## The exercise
Report every line of the material below that contains the word "dirt", copying each such line in full.

## Information supplied
■ ■ ■ ■ ■ ■ ■
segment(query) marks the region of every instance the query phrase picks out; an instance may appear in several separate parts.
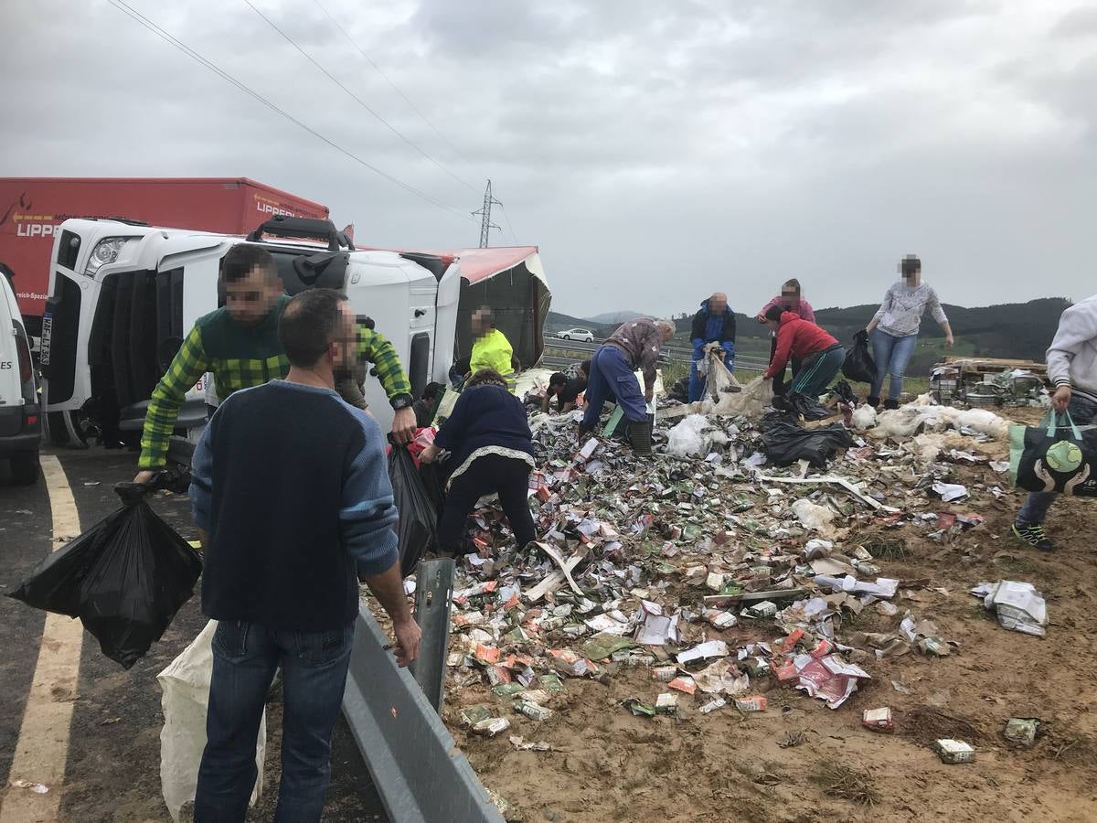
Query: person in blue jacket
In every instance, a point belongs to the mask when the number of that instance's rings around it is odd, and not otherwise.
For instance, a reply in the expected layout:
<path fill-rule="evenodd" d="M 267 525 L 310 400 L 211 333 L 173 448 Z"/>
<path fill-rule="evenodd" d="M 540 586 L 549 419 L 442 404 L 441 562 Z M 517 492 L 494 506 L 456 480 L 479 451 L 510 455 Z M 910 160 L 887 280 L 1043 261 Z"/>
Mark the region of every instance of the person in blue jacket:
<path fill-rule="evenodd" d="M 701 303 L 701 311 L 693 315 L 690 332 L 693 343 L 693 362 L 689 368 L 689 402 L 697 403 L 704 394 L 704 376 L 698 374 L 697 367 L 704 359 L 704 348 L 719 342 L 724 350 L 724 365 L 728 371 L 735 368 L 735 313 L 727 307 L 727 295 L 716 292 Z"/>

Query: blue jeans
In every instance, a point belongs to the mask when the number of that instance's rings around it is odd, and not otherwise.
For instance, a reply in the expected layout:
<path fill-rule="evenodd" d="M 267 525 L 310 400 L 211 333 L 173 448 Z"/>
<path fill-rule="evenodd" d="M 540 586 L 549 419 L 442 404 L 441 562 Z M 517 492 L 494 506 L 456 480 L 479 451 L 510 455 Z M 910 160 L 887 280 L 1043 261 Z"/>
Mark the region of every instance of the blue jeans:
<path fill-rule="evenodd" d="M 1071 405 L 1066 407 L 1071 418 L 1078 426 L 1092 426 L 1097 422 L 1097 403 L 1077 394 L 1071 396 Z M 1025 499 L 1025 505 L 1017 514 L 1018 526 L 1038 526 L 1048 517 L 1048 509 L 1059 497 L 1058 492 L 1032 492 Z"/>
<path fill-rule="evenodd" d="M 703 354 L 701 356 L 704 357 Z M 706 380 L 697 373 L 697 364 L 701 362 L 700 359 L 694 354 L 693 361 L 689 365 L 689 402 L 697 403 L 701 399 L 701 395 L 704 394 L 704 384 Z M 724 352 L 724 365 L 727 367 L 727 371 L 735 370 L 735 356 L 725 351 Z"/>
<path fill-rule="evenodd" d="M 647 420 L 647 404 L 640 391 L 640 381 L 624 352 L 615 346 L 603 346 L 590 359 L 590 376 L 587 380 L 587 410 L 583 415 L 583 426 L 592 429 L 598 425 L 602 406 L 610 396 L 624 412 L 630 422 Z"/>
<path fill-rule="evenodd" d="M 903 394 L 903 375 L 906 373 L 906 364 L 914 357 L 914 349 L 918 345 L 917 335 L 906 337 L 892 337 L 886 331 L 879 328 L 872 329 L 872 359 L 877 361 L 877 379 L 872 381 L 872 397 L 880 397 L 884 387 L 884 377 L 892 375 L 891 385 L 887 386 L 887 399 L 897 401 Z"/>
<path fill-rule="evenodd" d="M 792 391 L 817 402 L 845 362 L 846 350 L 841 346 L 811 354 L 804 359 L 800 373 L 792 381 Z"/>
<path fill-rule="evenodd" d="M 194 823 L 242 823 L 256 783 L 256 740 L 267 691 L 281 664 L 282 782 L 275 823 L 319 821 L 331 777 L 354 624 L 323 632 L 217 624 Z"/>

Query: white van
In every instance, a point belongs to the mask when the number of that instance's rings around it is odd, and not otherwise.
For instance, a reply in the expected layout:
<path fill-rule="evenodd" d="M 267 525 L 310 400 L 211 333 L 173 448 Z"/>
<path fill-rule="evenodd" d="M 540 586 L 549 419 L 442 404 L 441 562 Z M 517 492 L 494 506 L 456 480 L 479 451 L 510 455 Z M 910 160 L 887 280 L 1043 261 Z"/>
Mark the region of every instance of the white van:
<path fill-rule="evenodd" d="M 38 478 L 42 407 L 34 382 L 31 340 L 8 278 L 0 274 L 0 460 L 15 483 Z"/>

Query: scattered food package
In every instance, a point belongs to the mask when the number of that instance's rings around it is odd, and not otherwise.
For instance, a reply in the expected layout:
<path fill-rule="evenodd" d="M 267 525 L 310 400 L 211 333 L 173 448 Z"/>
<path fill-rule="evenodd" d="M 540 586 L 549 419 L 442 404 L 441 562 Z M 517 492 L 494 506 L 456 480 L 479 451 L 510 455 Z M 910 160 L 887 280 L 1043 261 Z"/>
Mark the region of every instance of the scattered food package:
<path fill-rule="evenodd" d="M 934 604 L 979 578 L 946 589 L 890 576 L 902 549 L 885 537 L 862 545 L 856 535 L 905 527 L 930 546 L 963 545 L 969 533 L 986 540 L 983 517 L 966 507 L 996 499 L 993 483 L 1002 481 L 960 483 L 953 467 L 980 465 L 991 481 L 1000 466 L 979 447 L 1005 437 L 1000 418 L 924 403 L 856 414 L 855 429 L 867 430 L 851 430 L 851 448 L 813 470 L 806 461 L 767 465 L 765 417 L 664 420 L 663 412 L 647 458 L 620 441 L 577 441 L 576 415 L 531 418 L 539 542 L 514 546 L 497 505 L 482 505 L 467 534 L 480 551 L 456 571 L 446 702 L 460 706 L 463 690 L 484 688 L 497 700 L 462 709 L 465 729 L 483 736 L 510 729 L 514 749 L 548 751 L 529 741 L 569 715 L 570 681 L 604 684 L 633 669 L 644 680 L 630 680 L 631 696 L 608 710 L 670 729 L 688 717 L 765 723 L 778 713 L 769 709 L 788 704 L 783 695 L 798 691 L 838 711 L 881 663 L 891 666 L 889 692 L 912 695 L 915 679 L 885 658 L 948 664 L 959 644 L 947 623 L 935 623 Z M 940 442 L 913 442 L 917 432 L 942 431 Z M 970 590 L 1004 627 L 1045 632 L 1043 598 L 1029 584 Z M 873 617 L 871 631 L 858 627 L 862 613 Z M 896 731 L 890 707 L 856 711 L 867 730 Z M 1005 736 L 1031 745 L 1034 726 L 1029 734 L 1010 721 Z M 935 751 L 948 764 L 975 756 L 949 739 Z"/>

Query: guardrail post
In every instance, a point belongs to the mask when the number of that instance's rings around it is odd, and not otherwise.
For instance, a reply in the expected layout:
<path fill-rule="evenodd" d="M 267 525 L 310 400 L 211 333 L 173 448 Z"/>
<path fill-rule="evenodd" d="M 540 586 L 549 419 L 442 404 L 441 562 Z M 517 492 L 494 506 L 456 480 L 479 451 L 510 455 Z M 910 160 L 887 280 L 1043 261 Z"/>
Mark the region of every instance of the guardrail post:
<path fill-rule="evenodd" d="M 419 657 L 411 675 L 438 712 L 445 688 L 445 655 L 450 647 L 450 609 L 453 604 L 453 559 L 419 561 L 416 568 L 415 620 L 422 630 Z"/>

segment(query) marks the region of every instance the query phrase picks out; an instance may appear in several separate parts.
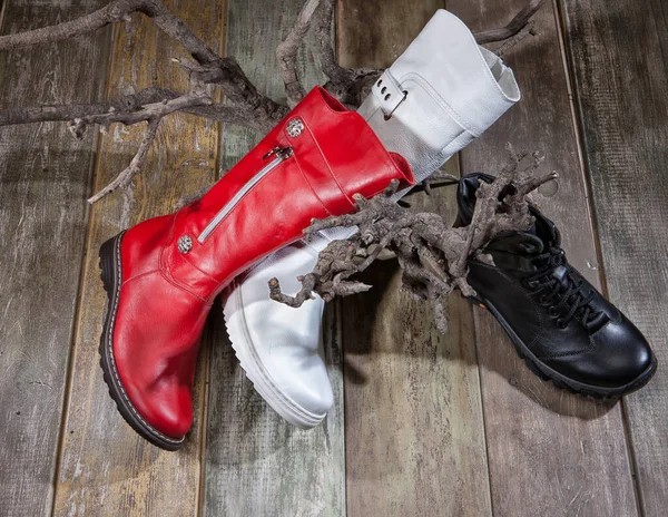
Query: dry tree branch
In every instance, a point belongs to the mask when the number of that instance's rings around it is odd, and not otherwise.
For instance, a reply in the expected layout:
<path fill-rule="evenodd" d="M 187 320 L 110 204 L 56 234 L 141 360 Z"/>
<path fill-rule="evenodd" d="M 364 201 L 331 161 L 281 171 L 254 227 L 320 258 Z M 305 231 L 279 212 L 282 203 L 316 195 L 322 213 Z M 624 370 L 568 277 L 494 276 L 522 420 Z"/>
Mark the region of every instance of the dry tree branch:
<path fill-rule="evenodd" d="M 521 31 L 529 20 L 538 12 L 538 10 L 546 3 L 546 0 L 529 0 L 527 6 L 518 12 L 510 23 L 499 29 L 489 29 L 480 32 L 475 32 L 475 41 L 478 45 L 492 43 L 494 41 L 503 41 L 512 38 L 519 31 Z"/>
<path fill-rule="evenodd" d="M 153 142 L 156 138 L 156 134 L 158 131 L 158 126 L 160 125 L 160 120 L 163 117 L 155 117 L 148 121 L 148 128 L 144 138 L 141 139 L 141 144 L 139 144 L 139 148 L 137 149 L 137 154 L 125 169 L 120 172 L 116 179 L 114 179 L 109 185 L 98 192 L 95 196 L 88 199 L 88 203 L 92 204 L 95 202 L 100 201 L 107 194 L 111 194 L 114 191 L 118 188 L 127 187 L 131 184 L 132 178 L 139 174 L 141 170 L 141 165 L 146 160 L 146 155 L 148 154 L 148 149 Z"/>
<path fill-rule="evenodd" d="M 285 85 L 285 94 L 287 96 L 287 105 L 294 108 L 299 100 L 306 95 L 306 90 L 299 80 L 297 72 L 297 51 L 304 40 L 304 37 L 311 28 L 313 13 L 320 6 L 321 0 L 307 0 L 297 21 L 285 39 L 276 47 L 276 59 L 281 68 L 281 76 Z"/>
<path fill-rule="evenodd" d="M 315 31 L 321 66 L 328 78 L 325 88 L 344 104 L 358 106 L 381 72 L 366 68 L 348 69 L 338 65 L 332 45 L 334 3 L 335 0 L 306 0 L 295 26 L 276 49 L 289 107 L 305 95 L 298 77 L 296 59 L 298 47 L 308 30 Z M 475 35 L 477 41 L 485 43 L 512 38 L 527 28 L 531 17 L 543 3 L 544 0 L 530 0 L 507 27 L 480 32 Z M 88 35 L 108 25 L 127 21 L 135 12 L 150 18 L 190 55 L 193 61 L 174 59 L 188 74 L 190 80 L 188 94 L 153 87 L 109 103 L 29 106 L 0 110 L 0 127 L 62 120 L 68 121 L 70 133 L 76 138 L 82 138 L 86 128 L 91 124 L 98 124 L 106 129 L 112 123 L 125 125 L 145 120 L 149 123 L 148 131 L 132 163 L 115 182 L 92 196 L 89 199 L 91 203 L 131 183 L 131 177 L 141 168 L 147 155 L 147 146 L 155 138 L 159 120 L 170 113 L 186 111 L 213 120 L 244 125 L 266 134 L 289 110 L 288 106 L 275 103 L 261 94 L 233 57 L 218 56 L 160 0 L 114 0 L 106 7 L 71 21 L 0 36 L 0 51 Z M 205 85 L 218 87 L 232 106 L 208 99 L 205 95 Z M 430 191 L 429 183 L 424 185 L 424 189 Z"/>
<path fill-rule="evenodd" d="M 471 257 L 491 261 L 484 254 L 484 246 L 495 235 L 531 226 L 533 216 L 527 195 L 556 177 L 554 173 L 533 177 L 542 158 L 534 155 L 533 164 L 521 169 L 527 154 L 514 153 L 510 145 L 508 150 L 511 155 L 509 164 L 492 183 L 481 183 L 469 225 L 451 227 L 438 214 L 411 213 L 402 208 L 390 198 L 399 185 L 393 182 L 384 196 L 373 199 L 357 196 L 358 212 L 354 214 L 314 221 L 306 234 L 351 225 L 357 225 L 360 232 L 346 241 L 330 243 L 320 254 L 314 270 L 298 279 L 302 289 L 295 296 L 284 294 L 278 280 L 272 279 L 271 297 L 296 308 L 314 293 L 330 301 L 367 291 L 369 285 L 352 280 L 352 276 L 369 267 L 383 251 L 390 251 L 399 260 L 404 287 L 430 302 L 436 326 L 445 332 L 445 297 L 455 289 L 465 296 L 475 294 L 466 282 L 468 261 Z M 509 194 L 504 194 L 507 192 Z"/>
■ ■ ■ ■ ■ ■ ■
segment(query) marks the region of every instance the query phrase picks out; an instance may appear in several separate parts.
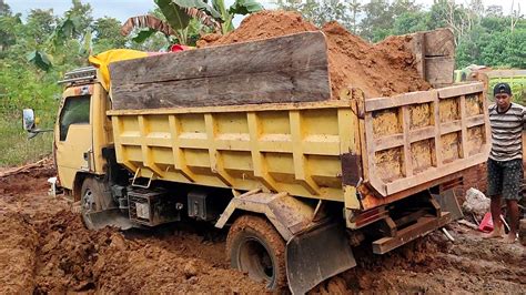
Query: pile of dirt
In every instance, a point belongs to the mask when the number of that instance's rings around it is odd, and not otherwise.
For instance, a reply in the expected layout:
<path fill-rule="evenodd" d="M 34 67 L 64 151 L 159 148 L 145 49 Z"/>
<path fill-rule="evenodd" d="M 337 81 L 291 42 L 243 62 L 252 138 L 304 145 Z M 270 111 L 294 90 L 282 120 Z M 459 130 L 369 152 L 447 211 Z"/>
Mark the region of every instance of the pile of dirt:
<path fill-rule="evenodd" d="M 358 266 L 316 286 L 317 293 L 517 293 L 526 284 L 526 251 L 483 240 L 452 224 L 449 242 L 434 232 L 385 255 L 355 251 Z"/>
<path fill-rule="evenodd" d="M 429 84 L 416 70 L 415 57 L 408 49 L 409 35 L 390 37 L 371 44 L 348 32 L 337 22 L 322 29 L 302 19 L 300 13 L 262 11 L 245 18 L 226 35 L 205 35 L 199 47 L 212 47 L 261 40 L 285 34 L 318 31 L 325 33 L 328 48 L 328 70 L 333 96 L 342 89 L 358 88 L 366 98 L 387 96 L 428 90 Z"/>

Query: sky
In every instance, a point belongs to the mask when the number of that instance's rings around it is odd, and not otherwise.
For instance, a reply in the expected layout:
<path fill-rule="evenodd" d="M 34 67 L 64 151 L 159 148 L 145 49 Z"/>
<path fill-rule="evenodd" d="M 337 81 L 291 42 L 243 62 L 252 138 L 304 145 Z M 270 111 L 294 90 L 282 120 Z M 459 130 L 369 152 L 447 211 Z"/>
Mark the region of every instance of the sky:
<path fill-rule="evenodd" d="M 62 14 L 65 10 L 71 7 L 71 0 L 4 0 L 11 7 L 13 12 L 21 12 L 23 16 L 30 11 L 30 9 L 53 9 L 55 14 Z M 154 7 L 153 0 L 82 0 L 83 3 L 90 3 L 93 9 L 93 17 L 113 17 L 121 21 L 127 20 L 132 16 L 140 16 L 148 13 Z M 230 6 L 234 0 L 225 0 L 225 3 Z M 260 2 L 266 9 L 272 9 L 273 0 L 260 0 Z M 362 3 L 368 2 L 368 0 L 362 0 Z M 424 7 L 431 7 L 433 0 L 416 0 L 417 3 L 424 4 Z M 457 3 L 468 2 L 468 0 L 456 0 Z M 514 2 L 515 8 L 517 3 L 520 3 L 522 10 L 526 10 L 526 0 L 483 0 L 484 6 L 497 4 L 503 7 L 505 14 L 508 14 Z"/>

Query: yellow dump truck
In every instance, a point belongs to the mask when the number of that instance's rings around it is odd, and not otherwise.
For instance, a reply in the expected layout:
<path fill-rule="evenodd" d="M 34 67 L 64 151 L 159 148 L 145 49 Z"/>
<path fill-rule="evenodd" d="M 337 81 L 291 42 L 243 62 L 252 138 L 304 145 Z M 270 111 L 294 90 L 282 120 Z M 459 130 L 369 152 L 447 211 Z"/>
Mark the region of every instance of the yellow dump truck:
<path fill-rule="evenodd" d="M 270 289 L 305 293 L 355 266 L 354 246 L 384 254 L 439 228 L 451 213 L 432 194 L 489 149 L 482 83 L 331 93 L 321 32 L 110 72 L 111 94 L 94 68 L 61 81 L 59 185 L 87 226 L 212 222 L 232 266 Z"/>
■ ■ ■ ■ ■ ■ ■
## Answer to this exercise
Query: pile of dirt
Mark the region of every instance of the pile of dirt:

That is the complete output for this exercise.